**REQUIRED ACTION 1:**
In the shoulder treatment text, how often was ibuprofen given after the third manipulation under anesthesia?
**REQUIRED ACTION 2:**
Retype the shoulder treatment text from "After the third" to "and in abduction.".

══ PROVIDED TEXT

Interventions and evaluations

  • Evaluation of pain and ROM
  • Treatment program including manipulation under anesthesia, drugs, physiotherapy, prolotherapy
  • 3 manipulation sessions under anesthesia over 3 days according to the following guidelines:
    • after the first manipulation, others are NOT to be performed if:
      • no functional or subjective improvements are observed
      • there are improvements of 80% or more
  • 2 sessions per week for 4 weeks of physiotherapy
  • 6 prolotherapy injections in 8 weeks
    • 1 injection every 4 weeks for the first 4 weeks and 1 injection every two weeks for the last 4 weeks
    • 1 mL of hydroxocobalamin at 1 mg/mL, 6 mL of 5% dextrose solution, and 3 mL of 1% lidocaine at 10 mg/mL
  • Manipulation under anesthesia:
    • propofol injection
    • techniques used: passive stretching up to the elastic limit of movement of the glenohumeral joint and joint mobilizations at low velocity and moderate amplitude, adapted to the patient to prevent any damage; distractions to promote ROM and reduce any fibrous adhesions; scapula manipulation
  • Physiotherapy
    • cryotherapy, massage and light stretching in the first week
    • active exercises to improve ROM in the other weeks
  • Manipulations performed in turn by an osteopath and a chiropractor (one stabilized the patient while the other performed the technique) certified to perform manipulations under anesthesia


After the third manipulation under anesthesia, the patient was administered ibuprofen every 6 hours to modulate the inflammation and avoid the formation of fibrous adhesions in the shoulder. By this time, the pain had already decreased to 37 out of 100 on NPRS. The ROM of the right shoulder was almost completely recovered, except for pain in external rotation and in abduction.

════
══ RECORD SET

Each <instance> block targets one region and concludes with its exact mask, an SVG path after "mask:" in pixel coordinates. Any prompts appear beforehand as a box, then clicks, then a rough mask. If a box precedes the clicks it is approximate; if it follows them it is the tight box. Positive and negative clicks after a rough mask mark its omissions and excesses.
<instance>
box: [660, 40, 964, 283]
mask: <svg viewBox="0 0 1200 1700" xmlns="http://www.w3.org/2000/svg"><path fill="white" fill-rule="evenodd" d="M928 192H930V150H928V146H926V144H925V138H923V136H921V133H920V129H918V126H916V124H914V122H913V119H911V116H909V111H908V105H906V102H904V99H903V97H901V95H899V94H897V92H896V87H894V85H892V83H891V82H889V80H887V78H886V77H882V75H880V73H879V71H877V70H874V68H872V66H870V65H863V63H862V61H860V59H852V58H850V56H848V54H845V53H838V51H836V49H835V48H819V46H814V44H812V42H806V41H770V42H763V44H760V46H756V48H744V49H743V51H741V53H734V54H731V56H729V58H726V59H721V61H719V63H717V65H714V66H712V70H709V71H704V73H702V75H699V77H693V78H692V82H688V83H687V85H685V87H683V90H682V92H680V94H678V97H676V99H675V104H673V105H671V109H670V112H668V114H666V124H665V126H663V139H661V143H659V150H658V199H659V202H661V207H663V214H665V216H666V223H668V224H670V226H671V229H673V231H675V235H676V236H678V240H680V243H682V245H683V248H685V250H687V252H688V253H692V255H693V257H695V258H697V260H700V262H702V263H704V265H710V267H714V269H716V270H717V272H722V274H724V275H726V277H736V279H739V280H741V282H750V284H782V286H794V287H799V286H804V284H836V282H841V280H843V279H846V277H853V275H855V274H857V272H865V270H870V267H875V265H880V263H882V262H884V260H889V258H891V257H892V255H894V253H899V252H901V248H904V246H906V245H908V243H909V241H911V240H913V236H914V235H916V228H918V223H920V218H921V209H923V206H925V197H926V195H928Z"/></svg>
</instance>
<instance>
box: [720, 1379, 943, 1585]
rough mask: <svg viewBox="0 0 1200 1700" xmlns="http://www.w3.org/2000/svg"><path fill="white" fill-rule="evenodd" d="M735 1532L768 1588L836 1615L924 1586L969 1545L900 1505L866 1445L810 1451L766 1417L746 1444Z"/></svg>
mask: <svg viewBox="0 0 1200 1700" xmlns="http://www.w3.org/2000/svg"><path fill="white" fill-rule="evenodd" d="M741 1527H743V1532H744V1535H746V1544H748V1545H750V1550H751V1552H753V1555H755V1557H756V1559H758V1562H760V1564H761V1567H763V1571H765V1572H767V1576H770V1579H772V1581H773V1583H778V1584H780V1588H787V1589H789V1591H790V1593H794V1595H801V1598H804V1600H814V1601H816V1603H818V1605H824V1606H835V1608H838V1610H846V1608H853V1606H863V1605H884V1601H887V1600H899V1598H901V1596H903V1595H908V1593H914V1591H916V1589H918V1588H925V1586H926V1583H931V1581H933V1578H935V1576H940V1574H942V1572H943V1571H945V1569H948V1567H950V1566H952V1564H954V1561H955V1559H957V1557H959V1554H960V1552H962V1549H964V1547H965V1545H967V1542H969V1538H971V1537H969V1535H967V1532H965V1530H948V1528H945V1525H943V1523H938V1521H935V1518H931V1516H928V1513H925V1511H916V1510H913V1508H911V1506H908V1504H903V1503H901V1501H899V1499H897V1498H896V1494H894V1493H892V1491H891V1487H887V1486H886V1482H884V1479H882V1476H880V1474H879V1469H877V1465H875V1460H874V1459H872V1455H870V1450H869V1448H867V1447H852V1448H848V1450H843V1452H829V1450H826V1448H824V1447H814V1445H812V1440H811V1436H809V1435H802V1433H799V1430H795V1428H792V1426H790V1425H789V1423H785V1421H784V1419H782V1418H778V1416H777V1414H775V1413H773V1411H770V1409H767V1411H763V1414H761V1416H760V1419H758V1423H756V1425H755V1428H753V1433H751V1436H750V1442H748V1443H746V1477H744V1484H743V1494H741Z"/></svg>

════

**RESULT 1:**
Every 6 hours.

**RESULT 2:**
After the third manipulation under anesthesia, the patient was administered ibuprofen every 6 hours to modulate the inflammation and avoid the formation of fibrous adhesions in the shoulder. By this time, the pain had already decreased to 37 out of 100 on NPRS. The ROM of the right shoulder was almost completely recovered, except for pain in external rotation and in abduction.